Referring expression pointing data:

┌────────

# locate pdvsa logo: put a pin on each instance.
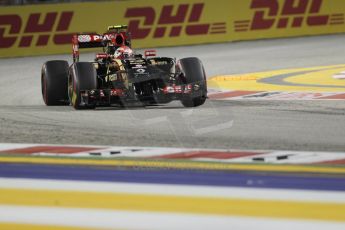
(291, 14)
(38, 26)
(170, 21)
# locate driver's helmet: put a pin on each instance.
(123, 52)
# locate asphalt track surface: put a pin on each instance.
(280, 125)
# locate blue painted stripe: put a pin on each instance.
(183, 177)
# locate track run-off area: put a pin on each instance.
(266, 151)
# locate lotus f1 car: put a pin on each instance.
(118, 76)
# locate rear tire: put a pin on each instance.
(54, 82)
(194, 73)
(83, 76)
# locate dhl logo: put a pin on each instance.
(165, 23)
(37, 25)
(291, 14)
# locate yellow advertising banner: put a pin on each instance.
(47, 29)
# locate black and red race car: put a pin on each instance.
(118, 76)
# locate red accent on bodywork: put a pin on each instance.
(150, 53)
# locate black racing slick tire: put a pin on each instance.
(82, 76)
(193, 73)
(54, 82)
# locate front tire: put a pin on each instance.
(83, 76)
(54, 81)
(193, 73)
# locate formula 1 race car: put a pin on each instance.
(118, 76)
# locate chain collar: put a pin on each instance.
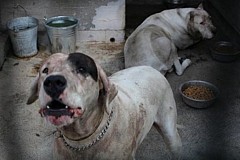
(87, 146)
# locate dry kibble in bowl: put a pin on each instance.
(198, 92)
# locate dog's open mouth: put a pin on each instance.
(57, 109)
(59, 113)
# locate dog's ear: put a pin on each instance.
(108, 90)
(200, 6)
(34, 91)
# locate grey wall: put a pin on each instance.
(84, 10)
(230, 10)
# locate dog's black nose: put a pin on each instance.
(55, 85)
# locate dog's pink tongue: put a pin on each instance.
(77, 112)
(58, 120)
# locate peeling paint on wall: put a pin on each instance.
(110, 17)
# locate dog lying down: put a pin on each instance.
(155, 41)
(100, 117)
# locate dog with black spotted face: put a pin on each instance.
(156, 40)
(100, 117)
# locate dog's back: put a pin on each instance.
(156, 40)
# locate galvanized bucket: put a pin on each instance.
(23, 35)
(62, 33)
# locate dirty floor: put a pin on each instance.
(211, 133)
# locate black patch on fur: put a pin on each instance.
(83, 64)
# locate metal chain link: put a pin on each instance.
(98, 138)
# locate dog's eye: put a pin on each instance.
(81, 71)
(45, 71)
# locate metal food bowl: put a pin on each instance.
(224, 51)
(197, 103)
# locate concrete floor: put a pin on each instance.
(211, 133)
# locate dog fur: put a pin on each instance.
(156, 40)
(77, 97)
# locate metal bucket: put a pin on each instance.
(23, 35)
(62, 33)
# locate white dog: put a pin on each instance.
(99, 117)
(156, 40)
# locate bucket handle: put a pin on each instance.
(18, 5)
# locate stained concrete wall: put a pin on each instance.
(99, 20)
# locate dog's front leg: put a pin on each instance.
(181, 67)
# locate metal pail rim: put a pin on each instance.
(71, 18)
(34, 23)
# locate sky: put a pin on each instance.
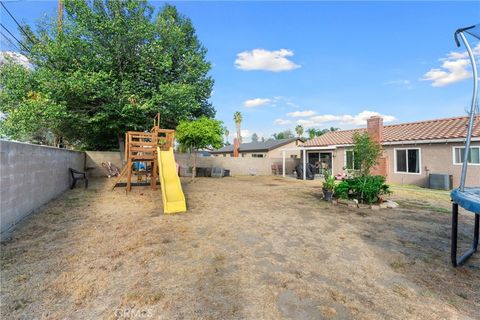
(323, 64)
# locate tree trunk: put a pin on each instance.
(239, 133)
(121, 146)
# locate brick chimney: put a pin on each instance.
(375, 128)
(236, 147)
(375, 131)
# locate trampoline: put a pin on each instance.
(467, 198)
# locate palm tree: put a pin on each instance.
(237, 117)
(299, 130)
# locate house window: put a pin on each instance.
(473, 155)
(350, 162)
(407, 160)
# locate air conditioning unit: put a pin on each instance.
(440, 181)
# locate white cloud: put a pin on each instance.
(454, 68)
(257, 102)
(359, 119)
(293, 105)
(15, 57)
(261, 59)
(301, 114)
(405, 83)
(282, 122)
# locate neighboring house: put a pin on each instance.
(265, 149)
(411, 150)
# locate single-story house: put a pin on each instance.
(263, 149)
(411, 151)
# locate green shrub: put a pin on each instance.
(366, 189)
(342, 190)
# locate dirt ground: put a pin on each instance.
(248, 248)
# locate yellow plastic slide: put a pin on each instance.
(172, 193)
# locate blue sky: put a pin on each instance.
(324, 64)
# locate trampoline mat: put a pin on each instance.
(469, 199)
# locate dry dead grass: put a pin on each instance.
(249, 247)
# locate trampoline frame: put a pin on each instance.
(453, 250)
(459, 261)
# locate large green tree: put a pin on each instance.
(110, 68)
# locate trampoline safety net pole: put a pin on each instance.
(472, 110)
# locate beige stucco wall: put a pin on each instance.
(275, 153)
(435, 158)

└────────

Copy out every entry above word for word; omit the images.

# locate pdvsa logo: put a pin on each instance.
(291, 14)
(38, 26)
(170, 21)
# locate driver's helmet: put a pin on each instance.
(123, 52)
# locate asphalt track surface: put a pin on each instance.
(280, 125)
# locate blue painted stripe: put a pin on each instance.
(183, 177)
# locate track run-off area: put a pin on each instance.
(266, 151)
# locate lotus f1 car: put a pin on each instance.
(118, 76)
# locate rear tire: put a pin on each instance.
(54, 82)
(194, 73)
(83, 76)
# locate dhl logo: put a pin on each instance.
(165, 23)
(37, 25)
(291, 14)
# locate yellow advertising banner: put a pin on each instance.
(47, 29)
# locate black and red race car: put a pin on each instance.
(118, 76)
# locate red accent on bodywork: put a pin on each instance.
(150, 53)
# locate black racing slick tire: put a pin on each instance.
(82, 76)
(193, 73)
(54, 82)
# locate front tire: put a pin on each instance.
(83, 76)
(54, 81)
(193, 73)
# locate formula 1 race car: put a pin on each instance.
(118, 76)
# locate chain collar: put a pin on each instance.
(87, 146)
# locate dry kibble in bowl: put a pin on each instance.
(198, 92)
# locate dog's open mouth: put a pin on each instance.
(57, 109)
(59, 113)
# locate dog's ear: put a pin on each instance.
(108, 90)
(200, 6)
(34, 91)
# locate grey wall: put a pin on each instance.
(84, 10)
(230, 10)
# locate dog's black nose: put a pin on each instance.
(55, 85)
# locate dog's pink tongue: put a pin on each instance.
(77, 112)
(58, 120)
# locate peeling paint on wall: put a pin on each instance.
(110, 17)
# locate dog lying down: put a pin on each instance.
(155, 41)
(100, 117)
# locate dog with black spotted face: put a pin on each instance.
(156, 40)
(100, 117)
# locate dog's back: put a pin on each instance.
(156, 40)
# locate galvanized bucket: put a pin on each instance.
(23, 35)
(62, 33)
# locate dirty floor: put a pin on each instance.
(211, 133)
# locate black patch on fur: put a pin on each instance.
(83, 64)
# locate metal chain link: put a pin on each instance.
(98, 138)
# locate dog's eye: put a pin on each instance.
(81, 71)
(45, 71)
# locate metal food bowl: put a pin on each instance.
(224, 51)
(197, 103)
# locate concrete floor: put a pin on each instance.
(211, 133)
# locate dog fur: put a pin on each instance.
(156, 40)
(77, 97)
# locate metal bucket: put a pin on each instance.
(23, 35)
(62, 33)
# locate white dog: put a pin on each instance.
(99, 117)
(156, 40)
# locate bucket handle: put a pin on each instance.
(18, 5)
# locate stained concrete wall: put a pin on each instance.
(99, 20)
# locate dog's front leg: put a pin on each instance.
(181, 67)
# locate metal pail rim: put a pin on each instance.
(71, 18)
(34, 23)
# locate sky: put a pin on each instance.
(323, 64)
# locate tree trunk: put a pin on each instance.
(239, 133)
(121, 146)
# locate brick chimney: put a pin on each instance.
(375, 128)
(236, 147)
(375, 131)
# locate trampoline: put a pin on each instance.
(467, 198)
# locate palm tree: put a pin on each instance.
(237, 117)
(299, 130)
# locate house window: put a pin on each instance.
(473, 155)
(350, 162)
(407, 160)
# locate air conditioning unit: put a pin on each instance.
(440, 181)
# locate white cloud: put a pin on each instance.
(454, 68)
(257, 102)
(359, 119)
(293, 105)
(15, 57)
(261, 59)
(301, 114)
(405, 83)
(282, 122)
# locate neighboring house: put a pin on each instance.
(265, 149)
(411, 150)
# locate single-story house: put a pin on each instance.
(263, 149)
(411, 151)
# locate green shrub: put a pin on each instance.
(366, 189)
(342, 190)
# locate dirt ground: put a pin on each instance.
(248, 248)
# locate yellow plastic slide: put a pin on each instance.
(172, 193)
# locate blue sky: put a pin on each instance.
(324, 64)
# locate trampoline mat: put a pin on each instance.
(469, 199)
# locate dry dead grass: put a pin on each instance.
(249, 247)
# locate trampoline frame: put a pin on each instance.
(453, 250)
(459, 261)
# locate large green tree: put a pin on each instance.
(110, 68)
# locate trampoline safety net pole: put a pin on each instance.
(472, 110)
# locate beige stucco wall: put a pin on each instance.
(275, 153)
(435, 158)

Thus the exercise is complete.